# Collection entries:
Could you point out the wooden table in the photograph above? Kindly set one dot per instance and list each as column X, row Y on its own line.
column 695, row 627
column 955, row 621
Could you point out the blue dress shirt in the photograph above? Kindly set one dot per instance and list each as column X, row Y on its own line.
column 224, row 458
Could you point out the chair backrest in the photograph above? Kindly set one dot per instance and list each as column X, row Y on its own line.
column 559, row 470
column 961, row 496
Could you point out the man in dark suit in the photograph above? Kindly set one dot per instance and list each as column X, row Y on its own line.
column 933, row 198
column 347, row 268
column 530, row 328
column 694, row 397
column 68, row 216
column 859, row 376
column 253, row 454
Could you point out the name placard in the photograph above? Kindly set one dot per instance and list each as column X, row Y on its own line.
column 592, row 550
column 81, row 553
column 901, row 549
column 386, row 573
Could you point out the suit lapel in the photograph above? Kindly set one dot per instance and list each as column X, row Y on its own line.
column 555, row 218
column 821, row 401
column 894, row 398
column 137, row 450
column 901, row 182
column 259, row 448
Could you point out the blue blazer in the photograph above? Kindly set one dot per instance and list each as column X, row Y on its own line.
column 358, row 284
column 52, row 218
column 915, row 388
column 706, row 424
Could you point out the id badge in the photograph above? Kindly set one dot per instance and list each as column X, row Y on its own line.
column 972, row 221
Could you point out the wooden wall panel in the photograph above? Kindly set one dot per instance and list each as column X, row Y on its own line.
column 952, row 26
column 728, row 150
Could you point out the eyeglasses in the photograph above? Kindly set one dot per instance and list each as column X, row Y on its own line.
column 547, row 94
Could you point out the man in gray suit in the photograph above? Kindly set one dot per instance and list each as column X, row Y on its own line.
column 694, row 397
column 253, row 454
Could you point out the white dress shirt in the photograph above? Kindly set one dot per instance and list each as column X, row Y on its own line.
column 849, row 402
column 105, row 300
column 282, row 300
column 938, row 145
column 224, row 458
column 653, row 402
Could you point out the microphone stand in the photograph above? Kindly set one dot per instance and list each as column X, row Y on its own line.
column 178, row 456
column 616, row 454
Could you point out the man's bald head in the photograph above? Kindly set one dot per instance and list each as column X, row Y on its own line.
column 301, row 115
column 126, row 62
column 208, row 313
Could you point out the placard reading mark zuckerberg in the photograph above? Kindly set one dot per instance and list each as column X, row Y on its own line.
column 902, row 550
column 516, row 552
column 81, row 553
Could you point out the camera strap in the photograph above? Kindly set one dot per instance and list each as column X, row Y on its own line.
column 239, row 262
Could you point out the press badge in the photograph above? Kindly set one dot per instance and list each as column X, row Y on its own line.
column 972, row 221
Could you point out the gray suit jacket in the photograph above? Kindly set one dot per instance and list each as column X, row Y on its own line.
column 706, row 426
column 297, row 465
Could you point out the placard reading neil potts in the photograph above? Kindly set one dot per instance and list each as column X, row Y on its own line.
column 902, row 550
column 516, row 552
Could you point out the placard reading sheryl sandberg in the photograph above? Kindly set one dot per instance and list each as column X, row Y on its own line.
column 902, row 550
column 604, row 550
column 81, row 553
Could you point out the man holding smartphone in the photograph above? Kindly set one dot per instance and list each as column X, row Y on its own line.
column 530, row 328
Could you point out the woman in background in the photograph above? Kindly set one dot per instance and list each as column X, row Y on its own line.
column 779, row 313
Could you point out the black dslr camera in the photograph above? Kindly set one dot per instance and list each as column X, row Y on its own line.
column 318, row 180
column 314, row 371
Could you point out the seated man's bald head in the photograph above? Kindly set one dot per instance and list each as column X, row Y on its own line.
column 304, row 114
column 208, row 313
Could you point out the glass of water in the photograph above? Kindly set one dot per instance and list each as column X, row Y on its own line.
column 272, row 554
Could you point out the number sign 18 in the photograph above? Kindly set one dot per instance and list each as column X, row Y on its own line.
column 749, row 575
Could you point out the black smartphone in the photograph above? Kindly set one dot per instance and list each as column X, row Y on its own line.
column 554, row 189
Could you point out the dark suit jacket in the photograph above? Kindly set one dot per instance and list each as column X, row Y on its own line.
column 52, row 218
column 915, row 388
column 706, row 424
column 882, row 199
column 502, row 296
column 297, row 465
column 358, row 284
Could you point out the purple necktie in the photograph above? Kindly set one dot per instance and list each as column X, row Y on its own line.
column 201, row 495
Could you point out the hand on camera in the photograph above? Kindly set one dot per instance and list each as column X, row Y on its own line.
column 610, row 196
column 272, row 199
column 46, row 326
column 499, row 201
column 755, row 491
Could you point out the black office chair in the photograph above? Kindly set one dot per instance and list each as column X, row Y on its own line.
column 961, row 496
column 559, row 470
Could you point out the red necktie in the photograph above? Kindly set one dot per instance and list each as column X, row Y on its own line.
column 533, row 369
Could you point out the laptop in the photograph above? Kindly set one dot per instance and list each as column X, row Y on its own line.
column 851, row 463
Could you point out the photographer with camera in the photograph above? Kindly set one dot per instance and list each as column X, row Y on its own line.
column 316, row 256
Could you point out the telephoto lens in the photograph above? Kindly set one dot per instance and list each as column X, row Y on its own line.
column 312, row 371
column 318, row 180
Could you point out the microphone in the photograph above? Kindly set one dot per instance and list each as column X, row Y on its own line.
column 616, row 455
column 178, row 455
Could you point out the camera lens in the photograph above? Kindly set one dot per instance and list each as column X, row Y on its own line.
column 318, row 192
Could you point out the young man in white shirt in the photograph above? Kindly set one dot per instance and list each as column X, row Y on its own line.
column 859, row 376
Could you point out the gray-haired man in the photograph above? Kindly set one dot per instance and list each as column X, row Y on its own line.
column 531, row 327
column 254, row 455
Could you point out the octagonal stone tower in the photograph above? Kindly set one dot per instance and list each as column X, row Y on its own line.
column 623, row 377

# Task statement:
Copy out the lines of the items word for word, beginning at the line that contains "Could you point out the suit" and stopping after the line that contains "column 901, row 182".

# Exercise response:
Could you point out the suit lapel in the photograph above? Kindly set one dot per instance and list each as column X, row Y on its own line.
column 555, row 218
column 821, row 401
column 894, row 398
column 137, row 450
column 901, row 182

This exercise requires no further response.